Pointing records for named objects
━━━━━━

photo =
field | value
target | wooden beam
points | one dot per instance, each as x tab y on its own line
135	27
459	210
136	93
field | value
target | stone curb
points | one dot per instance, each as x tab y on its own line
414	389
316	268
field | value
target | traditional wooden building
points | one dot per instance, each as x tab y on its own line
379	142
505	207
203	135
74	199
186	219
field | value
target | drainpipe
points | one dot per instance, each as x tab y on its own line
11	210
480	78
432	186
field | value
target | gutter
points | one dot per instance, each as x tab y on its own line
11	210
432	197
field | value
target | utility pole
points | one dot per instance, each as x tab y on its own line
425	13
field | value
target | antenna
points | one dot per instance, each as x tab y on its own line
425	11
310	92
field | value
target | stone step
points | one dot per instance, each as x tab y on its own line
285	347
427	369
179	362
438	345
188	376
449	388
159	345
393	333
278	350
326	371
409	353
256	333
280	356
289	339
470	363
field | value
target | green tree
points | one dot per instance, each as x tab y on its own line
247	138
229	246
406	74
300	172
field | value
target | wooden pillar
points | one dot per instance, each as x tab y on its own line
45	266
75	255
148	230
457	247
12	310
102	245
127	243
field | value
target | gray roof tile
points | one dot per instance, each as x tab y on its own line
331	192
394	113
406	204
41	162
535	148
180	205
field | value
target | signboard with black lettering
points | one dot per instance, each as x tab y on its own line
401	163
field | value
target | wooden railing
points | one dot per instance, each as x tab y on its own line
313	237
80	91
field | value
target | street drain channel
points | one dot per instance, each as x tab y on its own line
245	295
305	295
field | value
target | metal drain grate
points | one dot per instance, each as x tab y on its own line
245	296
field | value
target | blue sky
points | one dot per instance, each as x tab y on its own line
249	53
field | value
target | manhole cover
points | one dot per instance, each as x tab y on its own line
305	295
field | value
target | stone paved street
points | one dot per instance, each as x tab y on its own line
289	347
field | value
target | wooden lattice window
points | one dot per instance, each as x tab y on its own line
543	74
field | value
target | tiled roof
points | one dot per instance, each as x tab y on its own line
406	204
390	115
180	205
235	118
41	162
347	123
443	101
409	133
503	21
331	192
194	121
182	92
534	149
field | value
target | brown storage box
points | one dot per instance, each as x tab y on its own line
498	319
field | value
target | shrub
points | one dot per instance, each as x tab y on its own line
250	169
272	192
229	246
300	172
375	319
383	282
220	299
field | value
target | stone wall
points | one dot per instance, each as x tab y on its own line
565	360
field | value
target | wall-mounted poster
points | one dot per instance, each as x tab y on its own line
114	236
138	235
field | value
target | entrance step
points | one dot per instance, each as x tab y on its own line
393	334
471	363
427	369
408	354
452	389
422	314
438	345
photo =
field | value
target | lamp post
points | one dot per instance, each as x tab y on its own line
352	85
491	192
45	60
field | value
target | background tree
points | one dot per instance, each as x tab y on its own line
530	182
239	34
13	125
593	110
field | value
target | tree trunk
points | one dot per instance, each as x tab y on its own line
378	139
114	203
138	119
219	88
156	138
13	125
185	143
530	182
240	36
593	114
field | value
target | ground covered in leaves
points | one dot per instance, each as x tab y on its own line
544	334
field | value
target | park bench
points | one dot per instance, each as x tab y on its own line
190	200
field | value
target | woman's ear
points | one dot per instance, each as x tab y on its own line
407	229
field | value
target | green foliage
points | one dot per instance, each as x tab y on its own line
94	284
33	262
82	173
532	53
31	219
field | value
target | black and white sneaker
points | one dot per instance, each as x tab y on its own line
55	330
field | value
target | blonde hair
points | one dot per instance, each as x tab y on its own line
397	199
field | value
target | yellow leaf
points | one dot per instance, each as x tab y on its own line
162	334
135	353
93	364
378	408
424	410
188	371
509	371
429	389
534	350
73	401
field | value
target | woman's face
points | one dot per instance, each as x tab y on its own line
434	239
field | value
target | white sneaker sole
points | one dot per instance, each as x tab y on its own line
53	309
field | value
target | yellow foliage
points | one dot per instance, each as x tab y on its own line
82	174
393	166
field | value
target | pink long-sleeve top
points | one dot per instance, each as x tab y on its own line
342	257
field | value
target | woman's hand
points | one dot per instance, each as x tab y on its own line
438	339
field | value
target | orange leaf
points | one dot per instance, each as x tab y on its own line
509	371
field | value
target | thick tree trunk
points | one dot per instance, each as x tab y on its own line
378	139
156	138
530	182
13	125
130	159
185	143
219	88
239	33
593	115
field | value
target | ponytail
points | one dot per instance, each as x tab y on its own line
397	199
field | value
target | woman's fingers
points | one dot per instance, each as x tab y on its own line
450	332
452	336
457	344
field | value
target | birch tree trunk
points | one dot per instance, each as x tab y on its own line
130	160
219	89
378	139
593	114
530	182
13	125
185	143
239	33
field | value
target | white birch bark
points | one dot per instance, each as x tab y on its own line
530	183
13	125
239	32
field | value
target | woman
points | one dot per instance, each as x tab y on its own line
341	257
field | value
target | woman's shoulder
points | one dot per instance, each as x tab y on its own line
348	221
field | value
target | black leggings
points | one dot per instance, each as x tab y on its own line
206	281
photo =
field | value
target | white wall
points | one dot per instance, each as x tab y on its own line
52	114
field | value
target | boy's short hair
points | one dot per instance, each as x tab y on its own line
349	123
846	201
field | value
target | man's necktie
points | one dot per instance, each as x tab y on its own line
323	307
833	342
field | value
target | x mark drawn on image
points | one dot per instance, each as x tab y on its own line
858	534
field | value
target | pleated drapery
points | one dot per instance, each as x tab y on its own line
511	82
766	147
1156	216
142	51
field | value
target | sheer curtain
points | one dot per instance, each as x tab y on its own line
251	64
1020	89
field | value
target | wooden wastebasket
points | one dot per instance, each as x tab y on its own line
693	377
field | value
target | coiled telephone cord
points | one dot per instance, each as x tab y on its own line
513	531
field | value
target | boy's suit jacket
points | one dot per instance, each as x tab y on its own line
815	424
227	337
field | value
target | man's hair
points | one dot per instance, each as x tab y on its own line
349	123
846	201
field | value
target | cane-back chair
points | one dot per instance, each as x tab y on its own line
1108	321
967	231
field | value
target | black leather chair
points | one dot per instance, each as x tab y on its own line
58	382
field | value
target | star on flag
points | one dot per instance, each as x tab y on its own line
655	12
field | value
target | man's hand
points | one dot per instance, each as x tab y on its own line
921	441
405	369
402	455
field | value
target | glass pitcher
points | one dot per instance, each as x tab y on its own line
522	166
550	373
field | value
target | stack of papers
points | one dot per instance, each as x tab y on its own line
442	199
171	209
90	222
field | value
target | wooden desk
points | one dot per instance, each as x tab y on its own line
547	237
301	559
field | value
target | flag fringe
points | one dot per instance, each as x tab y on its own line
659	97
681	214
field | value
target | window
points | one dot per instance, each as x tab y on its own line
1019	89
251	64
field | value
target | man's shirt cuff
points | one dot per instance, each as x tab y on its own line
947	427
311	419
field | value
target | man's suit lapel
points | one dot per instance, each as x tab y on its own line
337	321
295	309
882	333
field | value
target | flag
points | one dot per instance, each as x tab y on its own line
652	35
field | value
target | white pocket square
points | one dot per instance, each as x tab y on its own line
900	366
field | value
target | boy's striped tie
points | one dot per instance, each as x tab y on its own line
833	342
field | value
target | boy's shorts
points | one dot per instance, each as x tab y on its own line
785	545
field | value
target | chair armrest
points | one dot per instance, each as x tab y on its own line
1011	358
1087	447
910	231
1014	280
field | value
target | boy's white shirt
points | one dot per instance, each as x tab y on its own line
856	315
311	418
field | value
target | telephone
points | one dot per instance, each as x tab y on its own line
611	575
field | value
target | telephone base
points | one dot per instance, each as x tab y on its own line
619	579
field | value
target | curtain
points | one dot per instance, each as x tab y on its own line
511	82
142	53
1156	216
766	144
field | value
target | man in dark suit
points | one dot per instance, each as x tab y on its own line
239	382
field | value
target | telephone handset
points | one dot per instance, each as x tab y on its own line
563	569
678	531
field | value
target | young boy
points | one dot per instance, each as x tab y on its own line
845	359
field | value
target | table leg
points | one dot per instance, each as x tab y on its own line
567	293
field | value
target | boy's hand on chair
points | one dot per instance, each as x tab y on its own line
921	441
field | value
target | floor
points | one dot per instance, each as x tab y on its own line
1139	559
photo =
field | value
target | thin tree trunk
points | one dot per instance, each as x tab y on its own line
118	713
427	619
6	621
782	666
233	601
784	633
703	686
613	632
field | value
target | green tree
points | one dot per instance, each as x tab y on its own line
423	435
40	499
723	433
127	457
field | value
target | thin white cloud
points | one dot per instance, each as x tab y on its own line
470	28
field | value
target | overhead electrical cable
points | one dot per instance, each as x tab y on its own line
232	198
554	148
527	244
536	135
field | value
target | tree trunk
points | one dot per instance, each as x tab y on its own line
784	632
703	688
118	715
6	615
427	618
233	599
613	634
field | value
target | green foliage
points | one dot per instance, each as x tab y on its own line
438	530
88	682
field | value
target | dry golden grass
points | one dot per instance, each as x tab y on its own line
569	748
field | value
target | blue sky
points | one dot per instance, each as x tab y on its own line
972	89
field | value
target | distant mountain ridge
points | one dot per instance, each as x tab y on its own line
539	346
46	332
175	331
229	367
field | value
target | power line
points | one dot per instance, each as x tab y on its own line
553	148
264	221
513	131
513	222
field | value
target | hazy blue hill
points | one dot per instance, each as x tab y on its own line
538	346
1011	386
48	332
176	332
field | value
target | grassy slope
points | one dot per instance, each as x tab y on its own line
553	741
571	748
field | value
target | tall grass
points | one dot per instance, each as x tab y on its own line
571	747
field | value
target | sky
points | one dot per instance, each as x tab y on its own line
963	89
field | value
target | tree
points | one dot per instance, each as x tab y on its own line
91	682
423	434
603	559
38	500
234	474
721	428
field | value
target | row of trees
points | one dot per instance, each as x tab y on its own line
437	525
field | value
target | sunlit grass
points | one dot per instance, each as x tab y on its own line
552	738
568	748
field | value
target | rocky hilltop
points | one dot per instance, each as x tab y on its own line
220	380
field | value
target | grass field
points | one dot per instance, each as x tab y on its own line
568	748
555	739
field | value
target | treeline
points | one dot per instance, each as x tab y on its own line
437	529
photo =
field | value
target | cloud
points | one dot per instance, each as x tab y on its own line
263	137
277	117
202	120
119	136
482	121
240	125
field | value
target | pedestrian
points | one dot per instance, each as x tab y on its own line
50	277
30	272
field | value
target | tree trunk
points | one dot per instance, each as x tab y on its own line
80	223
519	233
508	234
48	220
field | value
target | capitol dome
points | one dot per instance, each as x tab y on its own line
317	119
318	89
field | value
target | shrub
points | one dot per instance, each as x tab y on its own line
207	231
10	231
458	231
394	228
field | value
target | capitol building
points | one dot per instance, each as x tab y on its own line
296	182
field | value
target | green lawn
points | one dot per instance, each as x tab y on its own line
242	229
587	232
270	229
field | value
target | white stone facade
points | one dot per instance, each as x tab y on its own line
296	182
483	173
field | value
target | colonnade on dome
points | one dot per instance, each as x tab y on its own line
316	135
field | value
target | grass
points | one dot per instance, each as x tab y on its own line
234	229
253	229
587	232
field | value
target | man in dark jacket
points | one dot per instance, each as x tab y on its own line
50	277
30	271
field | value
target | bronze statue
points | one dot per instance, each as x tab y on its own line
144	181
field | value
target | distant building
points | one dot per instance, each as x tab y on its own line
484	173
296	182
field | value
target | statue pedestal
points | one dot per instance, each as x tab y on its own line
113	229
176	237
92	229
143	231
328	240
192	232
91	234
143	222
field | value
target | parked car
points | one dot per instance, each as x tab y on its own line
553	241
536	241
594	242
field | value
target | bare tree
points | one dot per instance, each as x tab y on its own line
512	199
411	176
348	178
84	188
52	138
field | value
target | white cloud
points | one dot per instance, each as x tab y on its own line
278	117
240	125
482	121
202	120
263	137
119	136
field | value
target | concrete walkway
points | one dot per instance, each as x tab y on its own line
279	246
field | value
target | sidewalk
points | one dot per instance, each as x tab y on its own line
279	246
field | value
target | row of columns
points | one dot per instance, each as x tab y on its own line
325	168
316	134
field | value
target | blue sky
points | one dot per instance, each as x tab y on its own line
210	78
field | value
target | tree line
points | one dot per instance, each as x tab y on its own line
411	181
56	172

━━━━━━

Find every line in the data above that contains the word "curtain", and copy each of those lines in full.

target | sheer curtain
target | curtain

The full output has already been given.